• _AIM OF THE EXERCISE_
Leave out the pictures and copy everything else in the records exactly.

---------------

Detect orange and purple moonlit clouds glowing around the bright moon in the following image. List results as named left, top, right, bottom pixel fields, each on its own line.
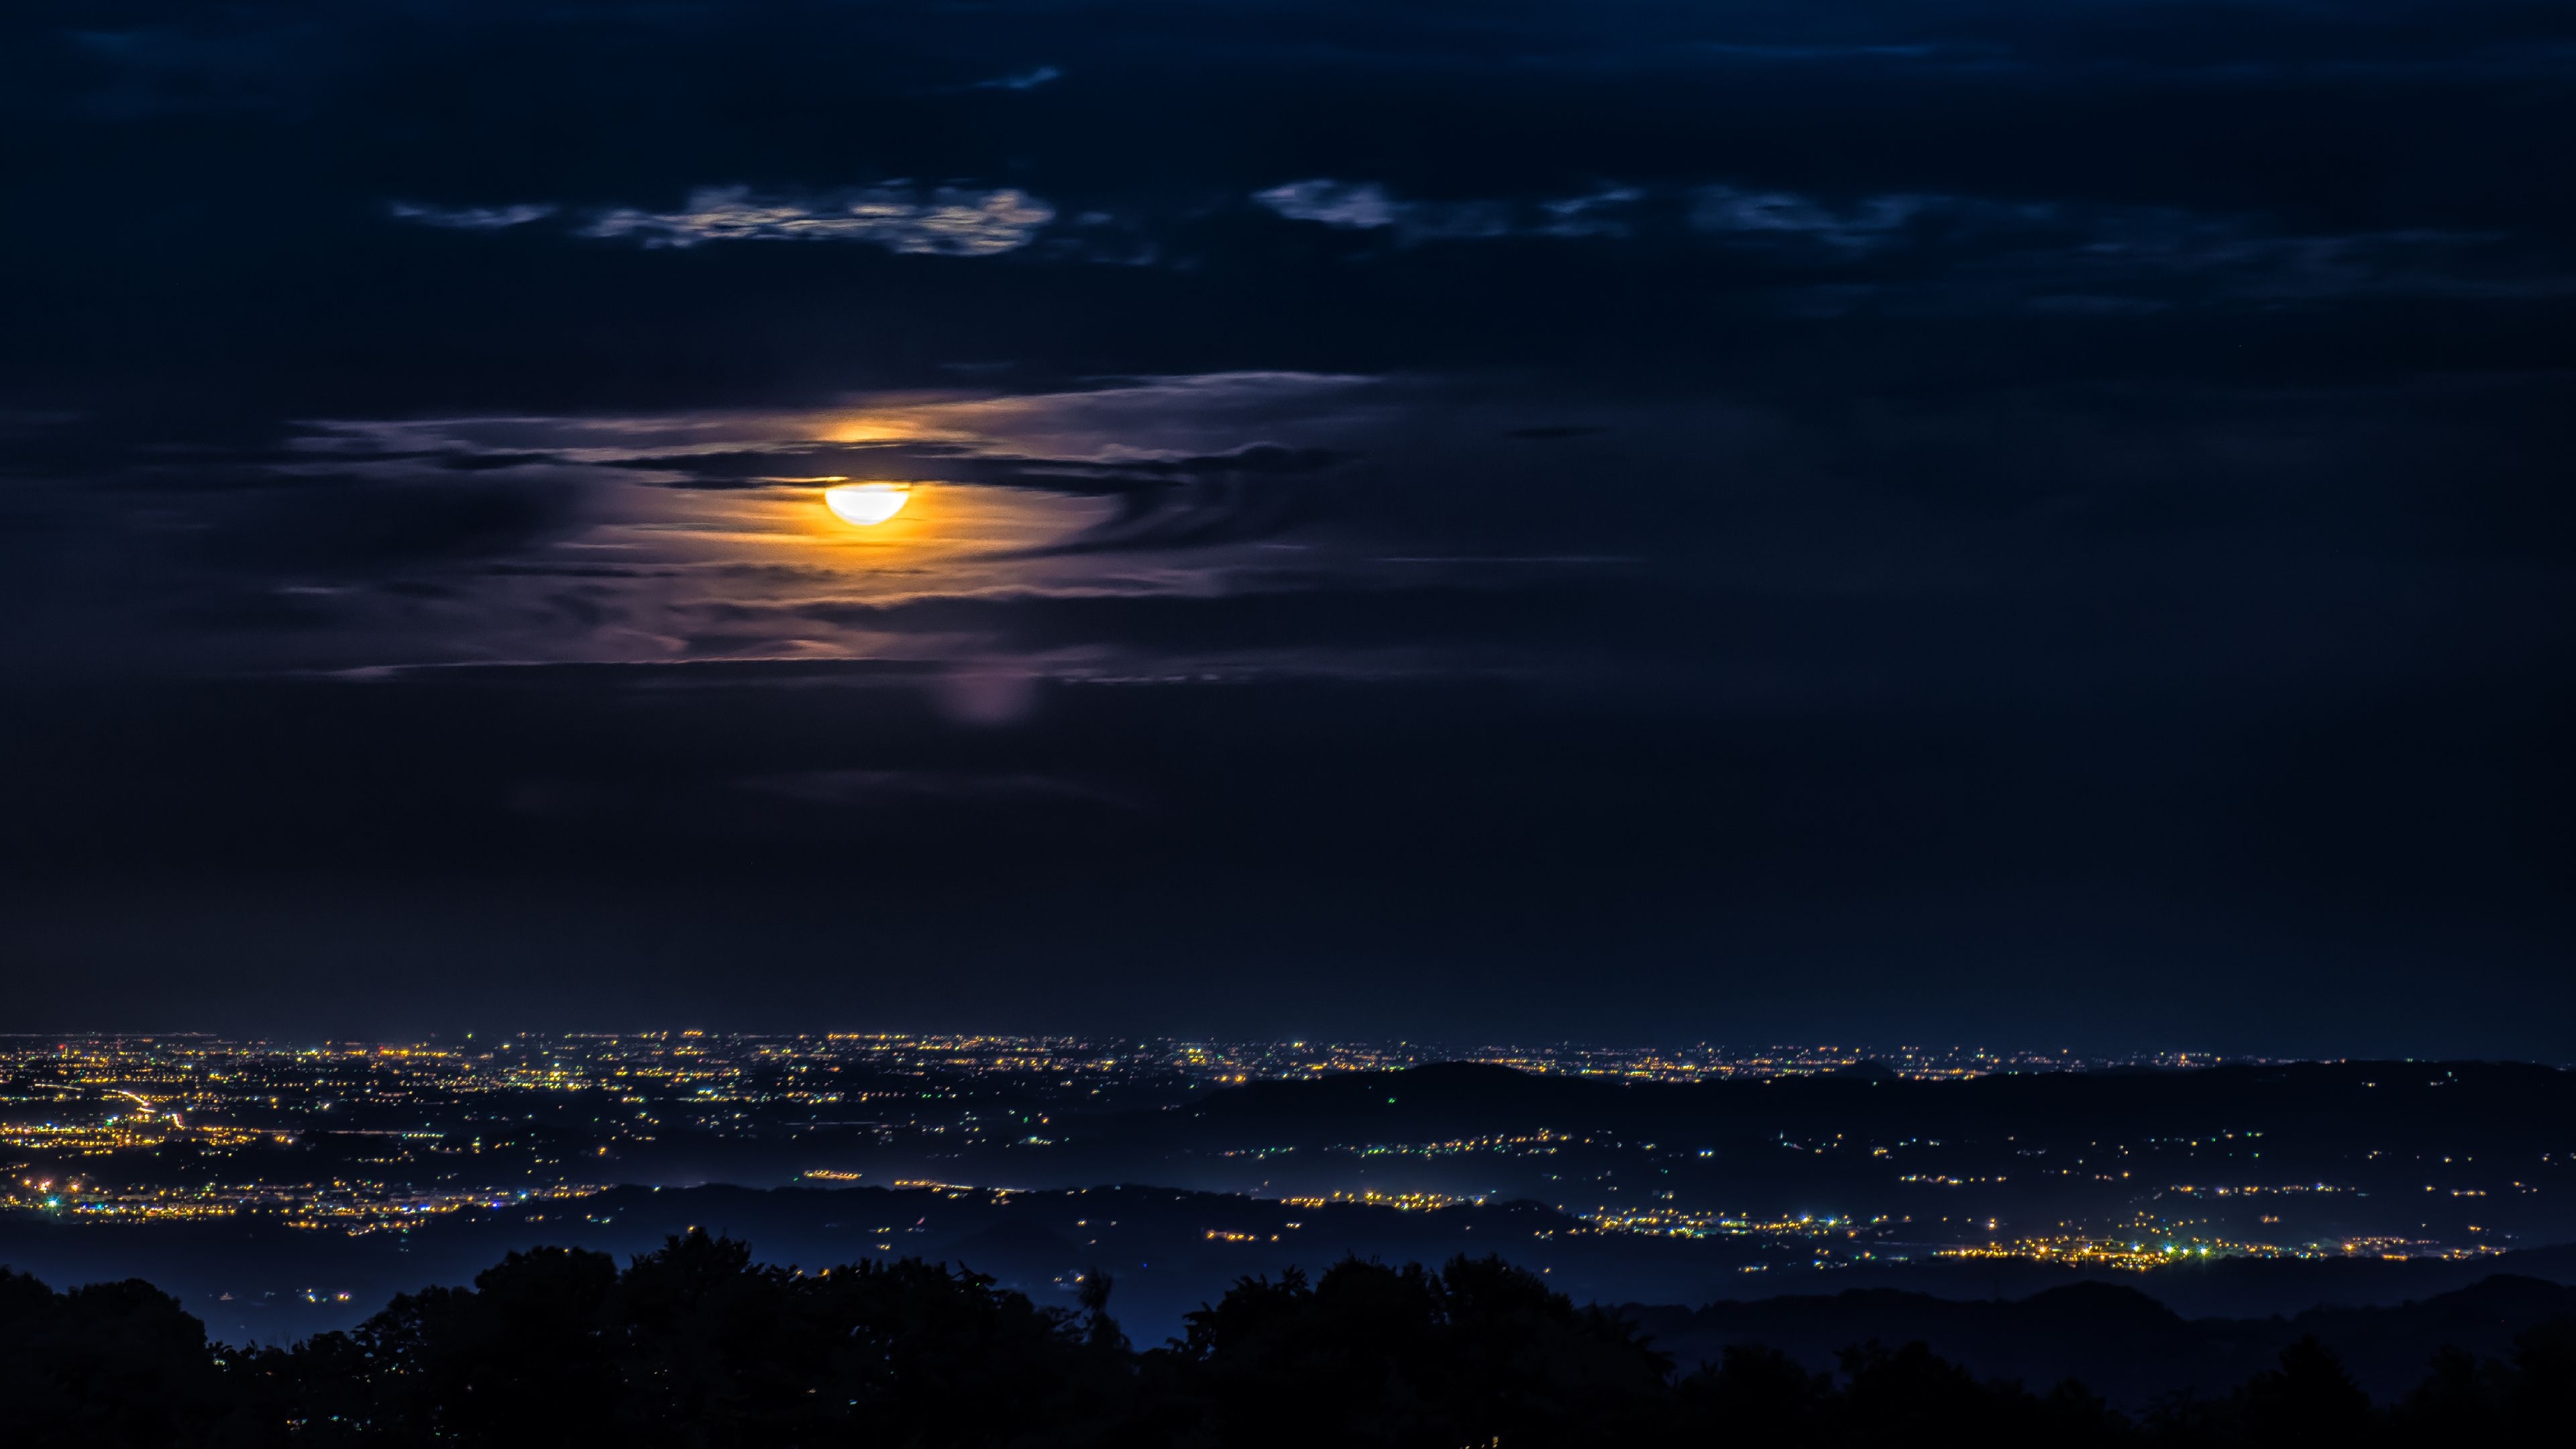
left=281, top=374, right=1381, bottom=667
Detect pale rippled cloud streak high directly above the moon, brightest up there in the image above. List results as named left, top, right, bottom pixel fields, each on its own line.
left=582, top=186, right=1056, bottom=255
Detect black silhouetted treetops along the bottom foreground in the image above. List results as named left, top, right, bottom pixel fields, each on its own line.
left=0, top=1232, right=2576, bottom=1449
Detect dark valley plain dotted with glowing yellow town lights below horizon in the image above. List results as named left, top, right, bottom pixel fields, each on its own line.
left=0, top=1031, right=2568, bottom=1271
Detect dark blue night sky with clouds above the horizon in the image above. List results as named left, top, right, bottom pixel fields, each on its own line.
left=0, top=0, right=2576, bottom=1060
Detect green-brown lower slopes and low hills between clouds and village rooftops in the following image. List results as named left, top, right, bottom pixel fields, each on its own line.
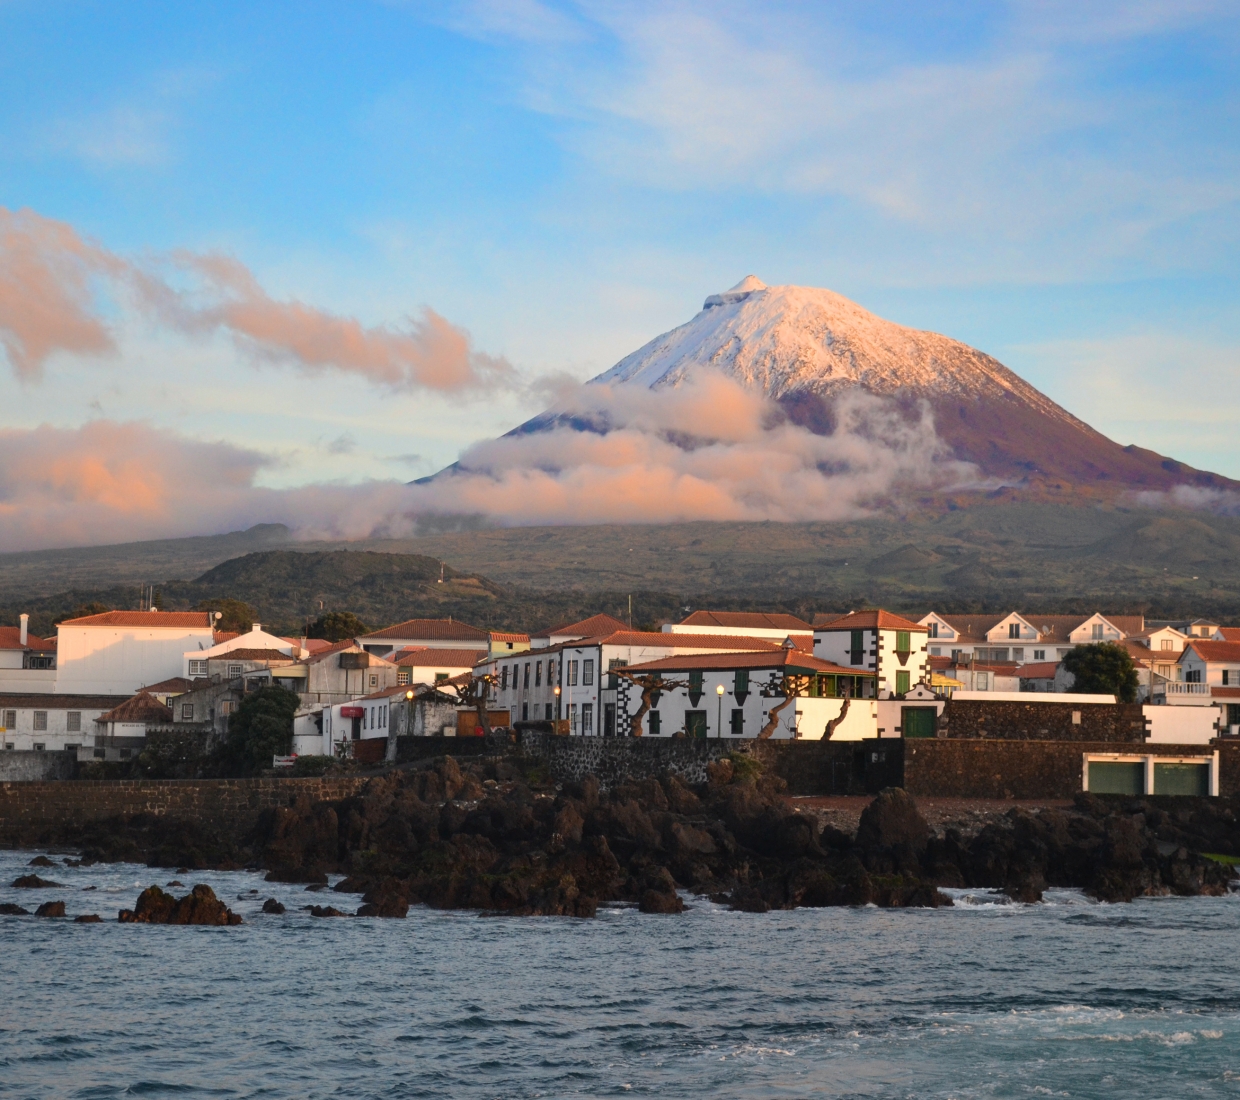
left=0, top=502, right=1240, bottom=629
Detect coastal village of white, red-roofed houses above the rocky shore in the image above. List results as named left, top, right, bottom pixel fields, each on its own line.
left=0, top=609, right=1240, bottom=794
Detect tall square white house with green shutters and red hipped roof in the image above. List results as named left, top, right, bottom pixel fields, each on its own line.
left=813, top=609, right=929, bottom=698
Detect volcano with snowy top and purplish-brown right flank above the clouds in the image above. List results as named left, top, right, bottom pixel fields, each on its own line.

---------------

• _WRITTEN SOLUTION_
Detect orange and purple moonlit clouds glowing around the bright moon in the following image. List results as named left, top, right, bottom pixel fields, each on its own line.
left=281, top=374, right=1381, bottom=667
Detect pale rippled cloud streak high directly above the moon, brightest up there in the image above. List results as named left, top, right, bottom pixel fields, each on its own line.
left=582, top=186, right=1056, bottom=255
Detect black silhouetted treetops along the bottom foreground in the image above. List results as named left, top, right, bottom pixel fields, each on its own line.
left=0, top=1232, right=2576, bottom=1449
Detect dark valley plain dotted with glowing yellow town lights below horizon in the image above. List results as named left, top, right, bottom pixel fields, each on its own line.
left=0, top=1031, right=2568, bottom=1271
Detect dark blue night sky with clouds above the horizon in the image above. List results as named left, top, right, bottom pixel fields, each on its own line.
left=0, top=0, right=2576, bottom=1060
Detect green-brown lower slopes and low hills between clouds and village rooftops in the following image. List results as named left, top, right, bottom pixel fields, each on its own line.
left=0, top=502, right=1240, bottom=629
Detect coastal village of white, red-roofed houses above the rocky shore in the image above. List results as named left, top, right, bottom pixel fields, each on its own line.
left=0, top=609, right=1240, bottom=794
Detect tall square white house with green shutters and red hipped roof in the image above. List results as named left, top, right, bottom pixel fields, each on its own line.
left=813, top=609, right=929, bottom=698
Detect volcano with snowy top and purplish-brown right flank above the clouds in the image above. List results as named left, top, right, bottom pixel fields, each on its own line.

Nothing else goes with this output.